Which of the lines in the records below hold the string "dirt"? Copy every one of them.

##########

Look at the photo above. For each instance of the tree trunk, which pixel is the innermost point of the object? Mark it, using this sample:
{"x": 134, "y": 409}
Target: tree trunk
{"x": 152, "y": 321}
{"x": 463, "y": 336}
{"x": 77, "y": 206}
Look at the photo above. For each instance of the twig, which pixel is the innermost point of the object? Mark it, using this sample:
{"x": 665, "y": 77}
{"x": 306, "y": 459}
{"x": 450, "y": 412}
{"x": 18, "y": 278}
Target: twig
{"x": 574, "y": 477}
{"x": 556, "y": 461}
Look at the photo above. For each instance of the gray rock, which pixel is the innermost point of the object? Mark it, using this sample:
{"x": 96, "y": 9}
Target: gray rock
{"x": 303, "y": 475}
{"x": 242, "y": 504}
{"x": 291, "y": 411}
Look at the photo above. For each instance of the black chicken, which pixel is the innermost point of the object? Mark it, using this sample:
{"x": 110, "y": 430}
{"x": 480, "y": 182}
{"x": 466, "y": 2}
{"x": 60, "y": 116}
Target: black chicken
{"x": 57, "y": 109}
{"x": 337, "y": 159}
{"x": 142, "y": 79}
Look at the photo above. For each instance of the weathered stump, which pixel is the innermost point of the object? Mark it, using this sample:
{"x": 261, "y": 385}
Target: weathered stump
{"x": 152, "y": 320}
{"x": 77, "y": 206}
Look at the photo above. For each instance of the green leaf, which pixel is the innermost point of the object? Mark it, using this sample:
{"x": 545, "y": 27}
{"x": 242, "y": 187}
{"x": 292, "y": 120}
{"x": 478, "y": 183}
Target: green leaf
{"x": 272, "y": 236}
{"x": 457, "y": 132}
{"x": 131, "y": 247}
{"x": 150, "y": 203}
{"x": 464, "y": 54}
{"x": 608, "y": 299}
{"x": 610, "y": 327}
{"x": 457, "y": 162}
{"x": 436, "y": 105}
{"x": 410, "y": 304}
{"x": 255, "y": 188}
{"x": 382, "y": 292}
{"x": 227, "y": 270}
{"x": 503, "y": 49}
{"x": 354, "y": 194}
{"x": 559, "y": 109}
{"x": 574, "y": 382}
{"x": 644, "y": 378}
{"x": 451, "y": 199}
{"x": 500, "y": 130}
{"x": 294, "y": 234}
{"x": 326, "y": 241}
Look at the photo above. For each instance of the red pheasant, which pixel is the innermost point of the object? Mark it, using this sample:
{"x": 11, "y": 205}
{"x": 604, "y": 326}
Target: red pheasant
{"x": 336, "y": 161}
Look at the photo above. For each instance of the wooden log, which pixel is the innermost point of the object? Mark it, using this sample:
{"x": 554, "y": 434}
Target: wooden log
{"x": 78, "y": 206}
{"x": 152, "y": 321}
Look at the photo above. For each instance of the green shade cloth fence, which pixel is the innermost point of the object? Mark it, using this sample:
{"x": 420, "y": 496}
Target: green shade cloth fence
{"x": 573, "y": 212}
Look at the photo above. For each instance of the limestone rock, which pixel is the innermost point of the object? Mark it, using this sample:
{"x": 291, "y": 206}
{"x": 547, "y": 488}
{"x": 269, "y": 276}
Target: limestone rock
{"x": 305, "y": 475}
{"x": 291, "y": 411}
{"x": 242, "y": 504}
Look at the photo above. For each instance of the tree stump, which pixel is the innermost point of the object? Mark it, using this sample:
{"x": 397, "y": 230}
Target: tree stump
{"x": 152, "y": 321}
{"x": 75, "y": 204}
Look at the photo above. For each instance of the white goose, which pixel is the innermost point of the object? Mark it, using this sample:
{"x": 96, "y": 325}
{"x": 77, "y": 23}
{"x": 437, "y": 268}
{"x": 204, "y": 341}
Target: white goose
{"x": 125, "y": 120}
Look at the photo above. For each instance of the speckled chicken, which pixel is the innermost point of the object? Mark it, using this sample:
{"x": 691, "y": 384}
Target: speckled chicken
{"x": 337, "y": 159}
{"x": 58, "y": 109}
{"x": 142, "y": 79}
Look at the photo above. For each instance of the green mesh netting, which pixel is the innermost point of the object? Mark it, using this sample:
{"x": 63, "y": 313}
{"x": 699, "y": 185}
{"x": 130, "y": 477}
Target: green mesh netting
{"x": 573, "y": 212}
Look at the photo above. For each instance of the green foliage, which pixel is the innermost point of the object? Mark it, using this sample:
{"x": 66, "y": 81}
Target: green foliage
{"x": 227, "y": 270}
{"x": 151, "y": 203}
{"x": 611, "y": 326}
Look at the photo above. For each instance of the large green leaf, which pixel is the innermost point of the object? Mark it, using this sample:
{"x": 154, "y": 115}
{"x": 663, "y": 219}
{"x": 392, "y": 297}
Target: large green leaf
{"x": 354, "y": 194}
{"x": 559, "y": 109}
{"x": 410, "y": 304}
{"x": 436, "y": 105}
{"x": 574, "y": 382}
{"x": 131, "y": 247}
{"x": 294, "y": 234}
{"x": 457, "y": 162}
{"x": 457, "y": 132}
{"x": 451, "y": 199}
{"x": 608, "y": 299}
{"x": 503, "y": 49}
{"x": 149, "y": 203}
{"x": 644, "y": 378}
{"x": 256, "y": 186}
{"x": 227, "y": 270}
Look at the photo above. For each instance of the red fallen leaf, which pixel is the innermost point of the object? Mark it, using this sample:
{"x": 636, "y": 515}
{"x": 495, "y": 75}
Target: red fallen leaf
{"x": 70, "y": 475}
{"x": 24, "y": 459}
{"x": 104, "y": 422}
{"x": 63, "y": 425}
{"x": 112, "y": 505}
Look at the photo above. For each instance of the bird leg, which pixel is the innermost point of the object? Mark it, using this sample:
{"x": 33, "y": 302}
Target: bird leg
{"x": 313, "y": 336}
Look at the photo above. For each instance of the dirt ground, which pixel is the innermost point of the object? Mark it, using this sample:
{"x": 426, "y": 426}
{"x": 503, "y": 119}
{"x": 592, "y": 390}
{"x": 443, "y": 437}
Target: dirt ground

##########

» TASK OUTPUT:
Look at the photo above. For each instance of the dirt ground, which pixel is the innermost point of the object? Mark it, using this sample:
Target: dirt ground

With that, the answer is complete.